** Begin Records supplied **
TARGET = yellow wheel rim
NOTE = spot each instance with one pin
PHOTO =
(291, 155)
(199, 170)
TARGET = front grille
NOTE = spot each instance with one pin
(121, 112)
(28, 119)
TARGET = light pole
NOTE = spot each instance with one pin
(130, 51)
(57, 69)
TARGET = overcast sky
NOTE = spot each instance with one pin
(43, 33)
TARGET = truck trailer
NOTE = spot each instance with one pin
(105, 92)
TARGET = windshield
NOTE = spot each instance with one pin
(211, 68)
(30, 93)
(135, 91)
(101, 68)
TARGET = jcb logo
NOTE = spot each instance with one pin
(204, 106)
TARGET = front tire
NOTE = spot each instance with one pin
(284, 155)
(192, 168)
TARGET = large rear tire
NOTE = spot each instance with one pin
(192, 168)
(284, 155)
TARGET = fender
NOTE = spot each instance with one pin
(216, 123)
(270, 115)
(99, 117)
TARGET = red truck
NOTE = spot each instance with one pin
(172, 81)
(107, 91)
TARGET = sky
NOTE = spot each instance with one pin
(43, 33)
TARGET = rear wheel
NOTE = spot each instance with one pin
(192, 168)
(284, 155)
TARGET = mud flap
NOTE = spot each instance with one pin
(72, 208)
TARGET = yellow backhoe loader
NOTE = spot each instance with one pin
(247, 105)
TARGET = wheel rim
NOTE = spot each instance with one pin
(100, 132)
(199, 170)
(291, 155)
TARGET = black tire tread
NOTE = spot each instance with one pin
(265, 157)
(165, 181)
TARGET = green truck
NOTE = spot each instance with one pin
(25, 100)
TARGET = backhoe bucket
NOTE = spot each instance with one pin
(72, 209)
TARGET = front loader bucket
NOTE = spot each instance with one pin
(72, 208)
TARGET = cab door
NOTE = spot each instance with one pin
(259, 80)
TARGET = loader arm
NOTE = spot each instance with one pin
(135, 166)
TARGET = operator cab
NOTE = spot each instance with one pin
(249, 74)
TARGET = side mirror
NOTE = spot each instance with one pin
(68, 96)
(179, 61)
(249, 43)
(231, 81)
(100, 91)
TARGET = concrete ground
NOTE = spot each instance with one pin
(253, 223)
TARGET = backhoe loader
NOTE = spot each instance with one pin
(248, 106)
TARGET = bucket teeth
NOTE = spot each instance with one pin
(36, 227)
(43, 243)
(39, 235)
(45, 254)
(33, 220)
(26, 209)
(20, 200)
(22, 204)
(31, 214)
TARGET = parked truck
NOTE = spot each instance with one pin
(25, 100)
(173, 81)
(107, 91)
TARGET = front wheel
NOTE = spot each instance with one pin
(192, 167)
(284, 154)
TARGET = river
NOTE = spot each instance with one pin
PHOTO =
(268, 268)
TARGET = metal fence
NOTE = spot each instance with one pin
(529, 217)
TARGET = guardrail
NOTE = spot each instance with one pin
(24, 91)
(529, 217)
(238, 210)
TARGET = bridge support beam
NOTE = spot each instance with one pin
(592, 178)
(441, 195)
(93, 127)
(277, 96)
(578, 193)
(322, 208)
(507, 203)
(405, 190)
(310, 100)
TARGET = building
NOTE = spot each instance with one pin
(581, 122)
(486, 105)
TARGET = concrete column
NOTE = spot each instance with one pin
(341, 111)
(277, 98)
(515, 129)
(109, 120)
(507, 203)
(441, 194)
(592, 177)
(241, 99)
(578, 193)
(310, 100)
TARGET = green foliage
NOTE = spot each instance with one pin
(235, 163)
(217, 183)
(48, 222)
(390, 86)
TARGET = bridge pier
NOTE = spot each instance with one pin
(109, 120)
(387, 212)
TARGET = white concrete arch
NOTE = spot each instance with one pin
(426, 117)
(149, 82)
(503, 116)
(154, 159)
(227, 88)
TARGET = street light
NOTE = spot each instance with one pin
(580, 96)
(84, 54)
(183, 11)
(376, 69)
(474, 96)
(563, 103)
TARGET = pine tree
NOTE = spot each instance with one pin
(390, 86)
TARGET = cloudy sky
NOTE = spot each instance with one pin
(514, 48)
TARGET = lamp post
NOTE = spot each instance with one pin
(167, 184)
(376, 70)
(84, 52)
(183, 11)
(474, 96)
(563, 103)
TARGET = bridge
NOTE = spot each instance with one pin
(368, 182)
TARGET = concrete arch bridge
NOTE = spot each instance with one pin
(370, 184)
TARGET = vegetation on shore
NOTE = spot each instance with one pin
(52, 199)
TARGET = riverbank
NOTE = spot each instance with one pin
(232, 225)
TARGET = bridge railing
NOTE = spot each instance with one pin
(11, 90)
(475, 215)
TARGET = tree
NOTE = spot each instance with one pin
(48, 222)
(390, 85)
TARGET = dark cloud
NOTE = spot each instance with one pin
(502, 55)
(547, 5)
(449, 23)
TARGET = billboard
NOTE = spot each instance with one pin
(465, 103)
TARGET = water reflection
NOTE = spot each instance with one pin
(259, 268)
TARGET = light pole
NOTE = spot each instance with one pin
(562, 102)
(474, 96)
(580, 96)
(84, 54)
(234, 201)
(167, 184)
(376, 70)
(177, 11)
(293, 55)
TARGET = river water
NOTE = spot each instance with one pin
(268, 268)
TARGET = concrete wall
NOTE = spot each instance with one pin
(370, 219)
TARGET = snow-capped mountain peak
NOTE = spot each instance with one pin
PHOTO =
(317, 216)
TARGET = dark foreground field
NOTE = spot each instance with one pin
** End Records supplied **
> [What to do]: Copy out every line from the one containing "TARGET = street light" to the end of the material, both ends included.

> [Response]:
TARGET = street light
NOTE = spot each instance with one pin
(580, 96)
(84, 54)
(183, 11)
(376, 69)
(474, 96)
(563, 103)
TARGET = pine tree
NOTE = spot each instance with one pin
(390, 86)
TARGET = cloudy sky
NOTE = spot each instance with one pin
(514, 48)
TARGET = lamp post
NOTE = spot each instance with one pin
(167, 184)
(376, 70)
(84, 52)
(183, 11)
(474, 96)
(563, 103)
TARGET = bridge
NOTE = spot each instance with one pin
(368, 182)
TARGET = concrete arch bridge
NOTE = spot each instance with one pin
(370, 184)
TARGET = vegetation on shore
NOTE = spot each instance with one pin
(52, 199)
TARGET = riverbank
NOTE = spot each instance with one pin
(232, 225)
TARGET = bridge railing
NOTE = spot each instance with one pin
(11, 90)
(475, 215)
TARGET = tree
NOTE = spot each instance with one pin
(48, 222)
(390, 85)
TARGET = dark cloud
NOTE = spot each instance with one pin
(502, 55)
(547, 5)
(449, 23)
TARGET = billboard
NOTE = spot each instance with one pin
(465, 103)
TARGET = water reflection
NOTE = spot each instance with one pin
(259, 268)
TARGET = light pole
NOTE = spot each instance with one pin
(562, 102)
(474, 96)
(580, 96)
(84, 54)
(234, 201)
(167, 184)
(376, 70)
(177, 11)
(293, 55)
TARGET = river water
NOTE = spot each instance with one pin
(268, 268)
TARGET = concrete wall
NOTE = spot each instance with one pin
(370, 219)
TARGET = snow-capped mountain peak
NOTE = spot each instance with one pin
PHOTO =
(317, 216)
TARGET = dark foreground field
NOTE = spot each instance with one pin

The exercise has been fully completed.